DATASET EXCERPTS:
-=-=-=-=-
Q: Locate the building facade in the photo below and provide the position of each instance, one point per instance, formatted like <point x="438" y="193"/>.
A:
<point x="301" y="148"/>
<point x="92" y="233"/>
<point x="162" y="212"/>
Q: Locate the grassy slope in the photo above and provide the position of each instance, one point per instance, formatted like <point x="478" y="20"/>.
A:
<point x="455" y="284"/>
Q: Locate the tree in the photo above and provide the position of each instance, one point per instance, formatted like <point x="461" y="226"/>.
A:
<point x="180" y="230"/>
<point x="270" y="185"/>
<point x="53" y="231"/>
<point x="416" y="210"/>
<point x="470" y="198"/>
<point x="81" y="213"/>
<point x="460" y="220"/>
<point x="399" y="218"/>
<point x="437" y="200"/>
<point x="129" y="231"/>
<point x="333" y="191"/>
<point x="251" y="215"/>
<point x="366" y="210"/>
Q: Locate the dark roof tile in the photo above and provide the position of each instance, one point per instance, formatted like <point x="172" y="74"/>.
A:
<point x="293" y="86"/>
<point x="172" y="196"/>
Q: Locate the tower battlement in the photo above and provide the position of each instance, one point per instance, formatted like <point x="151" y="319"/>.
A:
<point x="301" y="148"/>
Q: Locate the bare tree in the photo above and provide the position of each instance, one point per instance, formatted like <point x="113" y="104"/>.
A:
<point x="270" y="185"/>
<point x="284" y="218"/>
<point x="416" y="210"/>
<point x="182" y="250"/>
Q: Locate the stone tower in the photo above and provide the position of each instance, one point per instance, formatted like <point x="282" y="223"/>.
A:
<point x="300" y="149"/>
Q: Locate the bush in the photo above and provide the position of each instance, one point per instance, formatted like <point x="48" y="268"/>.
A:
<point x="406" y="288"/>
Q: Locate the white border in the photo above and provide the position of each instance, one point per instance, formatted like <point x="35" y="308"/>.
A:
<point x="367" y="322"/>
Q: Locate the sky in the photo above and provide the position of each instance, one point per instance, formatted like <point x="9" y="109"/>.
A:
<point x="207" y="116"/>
-=-=-=-=-
Repeat all of the entries exactly.

PROBLEM SOLUTION:
Q: Locate the building facade in the photo below and provide the position of each instance, one point per instance, formatted like <point x="438" y="193"/>.
A:
<point x="301" y="148"/>
<point x="92" y="233"/>
<point x="162" y="212"/>
Q: Locate the grassy slope in the photo above and provide the position of each instance, one point per instance, formatted like <point x="478" y="20"/>.
A:
<point x="455" y="284"/>
Q: Locate the tree in the photo above and provide the position of each instance, one point per instance, formatted like <point x="461" y="226"/>.
A:
<point x="180" y="230"/>
<point x="270" y="185"/>
<point x="53" y="231"/>
<point x="416" y="210"/>
<point x="470" y="198"/>
<point x="81" y="213"/>
<point x="460" y="220"/>
<point x="399" y="218"/>
<point x="437" y="200"/>
<point x="129" y="231"/>
<point x="333" y="191"/>
<point x="251" y="215"/>
<point x="366" y="210"/>
Q: Locate the dark roof tile in the photo above and provide the position of each instance, one point per instance, formatted like <point x="172" y="74"/>.
A:
<point x="293" y="86"/>
<point x="172" y="196"/>
Q: Locate the tower battlement in the photo above and provide the position of each instance, one point per instance, formatted like <point x="151" y="319"/>.
A:
<point x="301" y="148"/>
Q: Locate the bare tree in the photo above and provide the position of each instance, one point per instance, formatted like <point x="113" y="104"/>.
A:
<point x="270" y="185"/>
<point x="284" y="218"/>
<point x="416" y="210"/>
<point x="182" y="250"/>
Q: Locate the stone tower in the photo above and provide the position of each instance, one point per instance, formatted like <point x="282" y="223"/>.
A:
<point x="300" y="149"/>
Q: Locate the bush in the photo above and provide the position of each instance, one point per instance, formatted like <point x="48" y="268"/>.
A:
<point x="406" y="288"/>
Q: Locate the white border in the photo above and provide the position of each instance, one point per instance, formatted like <point x="35" y="308"/>.
A:
<point x="367" y="322"/>
Q: Locate the sky in the photo above and provide the position of each instance, one point per instance, formatted like <point x="9" y="109"/>.
A:
<point x="207" y="116"/>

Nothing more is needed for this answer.